*What to work on*
Write out the data verbatim, everything from the line containing "Detect all instances of lamp shade." down to the line containing "[258,78,291,100]", with both of those lines included.

* Start *

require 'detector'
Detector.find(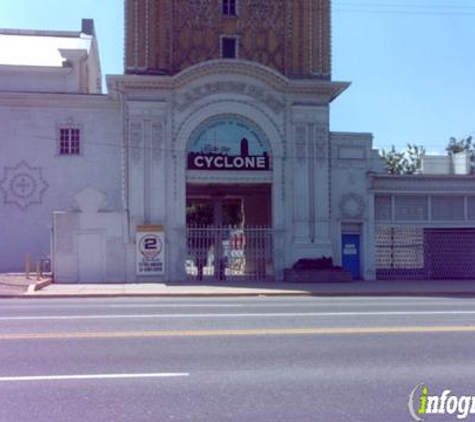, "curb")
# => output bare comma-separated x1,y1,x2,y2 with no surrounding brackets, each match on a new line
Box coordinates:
7,292,475,299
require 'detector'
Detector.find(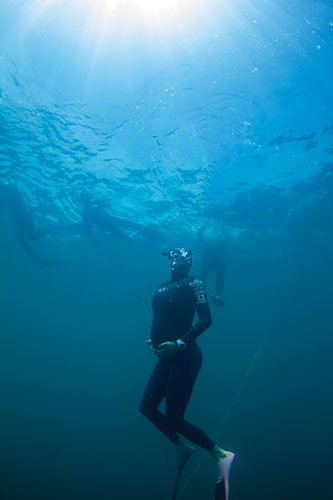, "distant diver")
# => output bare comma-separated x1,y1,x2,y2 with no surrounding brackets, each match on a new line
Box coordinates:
0,180,70,266
139,248,234,500
80,192,166,243
198,224,229,306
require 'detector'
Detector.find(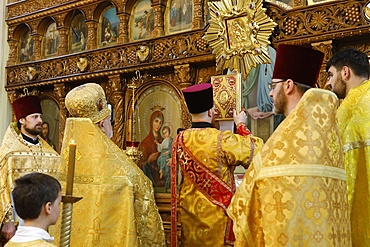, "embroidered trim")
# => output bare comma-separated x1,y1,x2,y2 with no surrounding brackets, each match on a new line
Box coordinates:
256,164,346,180
217,132,224,176
343,140,370,153
177,135,233,211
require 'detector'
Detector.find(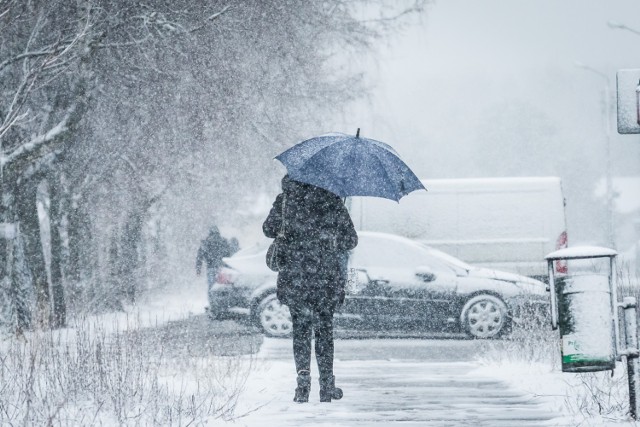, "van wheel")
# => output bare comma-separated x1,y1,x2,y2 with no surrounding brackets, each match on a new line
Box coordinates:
256,294,292,337
460,295,509,339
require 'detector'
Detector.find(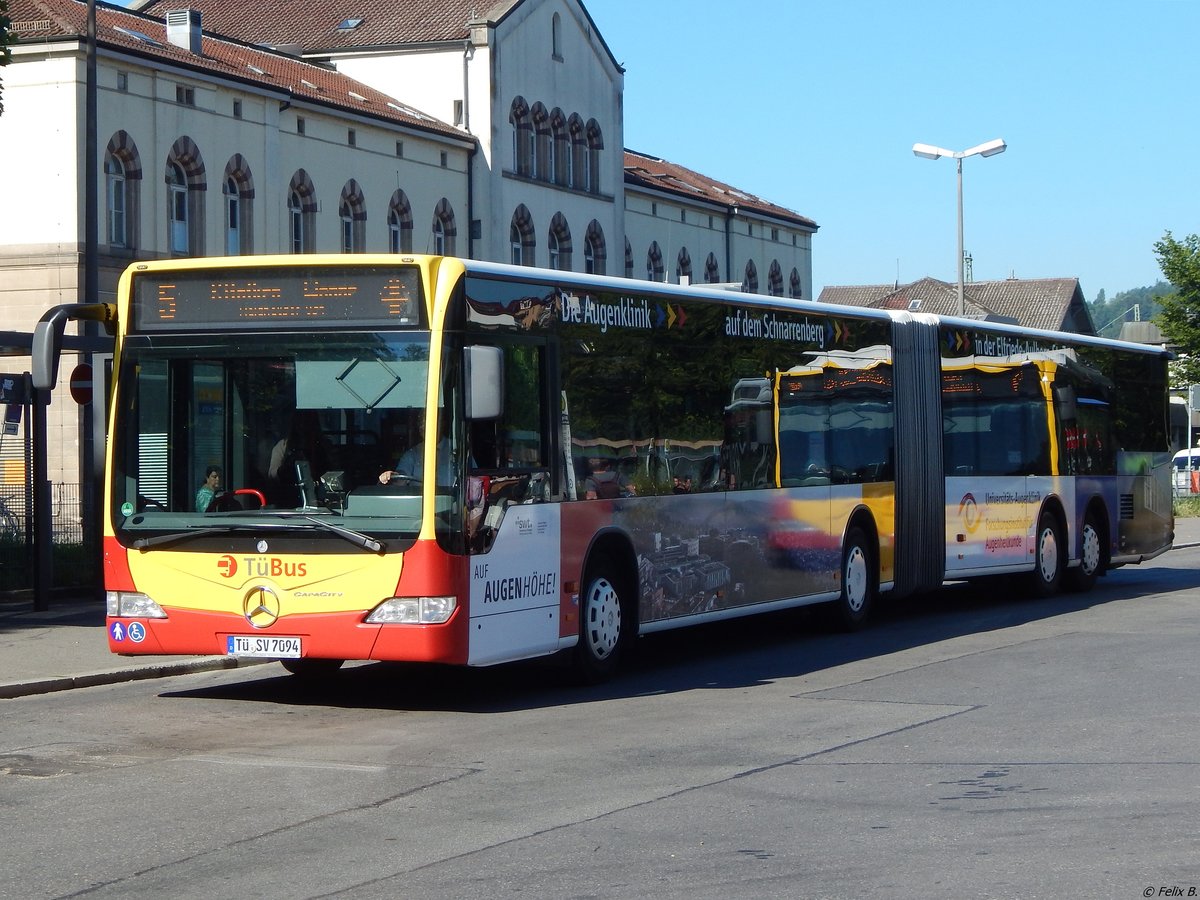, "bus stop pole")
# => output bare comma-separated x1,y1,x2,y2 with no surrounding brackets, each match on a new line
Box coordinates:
32,389,54,612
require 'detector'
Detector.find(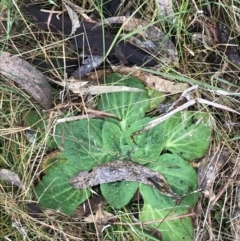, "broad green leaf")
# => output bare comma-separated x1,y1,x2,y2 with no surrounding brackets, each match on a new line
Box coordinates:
140,203,194,241
140,154,198,208
55,119,115,171
100,181,138,208
35,163,90,215
98,74,149,131
121,117,164,164
131,120,164,164
102,121,123,156
161,111,211,161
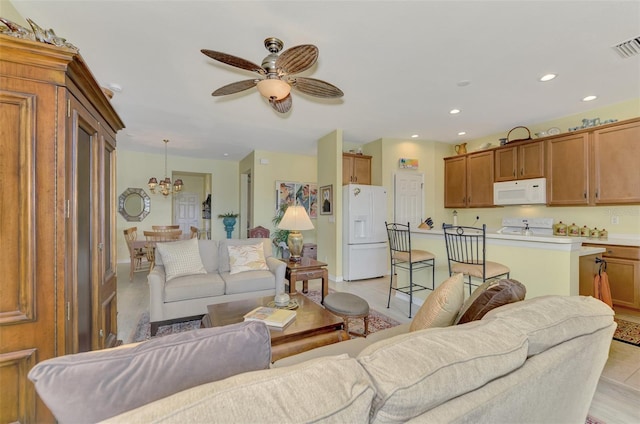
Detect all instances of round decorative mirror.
[118,187,151,221]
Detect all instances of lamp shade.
[258,79,291,100]
[278,206,314,231]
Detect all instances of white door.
[173,191,200,234]
[393,172,425,228]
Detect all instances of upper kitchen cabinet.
[546,118,640,206]
[591,120,640,205]
[444,150,494,208]
[0,34,124,423]
[546,132,589,206]
[342,153,371,185]
[495,141,544,181]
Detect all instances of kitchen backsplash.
[444,205,640,235]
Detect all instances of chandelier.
[147,140,184,196]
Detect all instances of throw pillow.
[227,243,269,274]
[409,274,464,331]
[156,238,207,281]
[458,278,527,324]
[28,322,271,423]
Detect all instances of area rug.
[130,290,400,343]
[613,318,640,347]
[302,290,400,338]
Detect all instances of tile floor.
[118,263,640,424]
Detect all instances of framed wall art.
[320,184,333,215]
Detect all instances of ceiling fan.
[200,37,344,113]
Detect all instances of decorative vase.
[222,216,236,238]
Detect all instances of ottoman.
[323,292,369,337]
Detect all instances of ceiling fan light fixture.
[258,78,291,100]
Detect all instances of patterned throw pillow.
[227,243,269,274]
[409,274,464,331]
[457,278,527,324]
[156,238,207,281]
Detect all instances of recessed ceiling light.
[539,74,557,82]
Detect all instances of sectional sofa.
[29,274,616,424]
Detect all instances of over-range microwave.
[493,178,547,205]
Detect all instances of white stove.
[497,218,553,236]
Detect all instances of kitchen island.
[408,229,605,298]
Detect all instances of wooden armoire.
[0,34,124,423]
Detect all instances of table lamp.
[278,206,313,262]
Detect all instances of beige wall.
[316,130,343,279]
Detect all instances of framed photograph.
[320,184,333,215]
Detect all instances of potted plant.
[218,212,238,238]
[271,202,289,259]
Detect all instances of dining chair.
[247,225,271,238]
[123,227,147,281]
[151,225,180,231]
[144,227,182,271]
[384,221,436,318]
[442,224,511,295]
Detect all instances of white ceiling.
[6,0,640,160]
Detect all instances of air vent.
[612,37,640,59]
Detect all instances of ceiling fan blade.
[276,44,318,75]
[200,49,267,75]
[289,77,344,99]
[211,79,259,96]
[269,95,293,113]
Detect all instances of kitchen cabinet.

* End *

*Written solution*
Detect all instances of lamp shade.
[258,79,291,100]
[278,206,314,231]
Detect all instances of white door.
[173,191,200,234]
[393,172,425,228]
Detect all instances of upper kitchen cabinet.
[546,118,640,206]
[591,120,640,205]
[444,150,494,208]
[0,34,124,423]
[546,132,589,206]
[342,153,371,185]
[495,141,544,181]
Detect all instances of kitchen backsplash.
[444,205,640,235]
Detect all instances of chandelier.
[147,140,184,196]
Detect all instances of throw pillow.
[227,243,269,274]
[409,274,464,331]
[156,238,207,281]
[458,278,527,324]
[28,322,271,423]
Detect all instances of area rug.
[130,290,400,343]
[613,318,640,347]
[302,290,400,338]
Detect all instances of tile floor.
[118,263,640,424]
Detect all instances of framed wall art.
[320,184,333,215]
Detect all instances of ceiling fan.
[200,37,344,113]
Detect all instances of decorative vase.
[222,216,236,238]
Detect all instances of ottoman.
[323,292,369,337]
Detect all instances of ceiling fan light fixture.
[258,78,291,100]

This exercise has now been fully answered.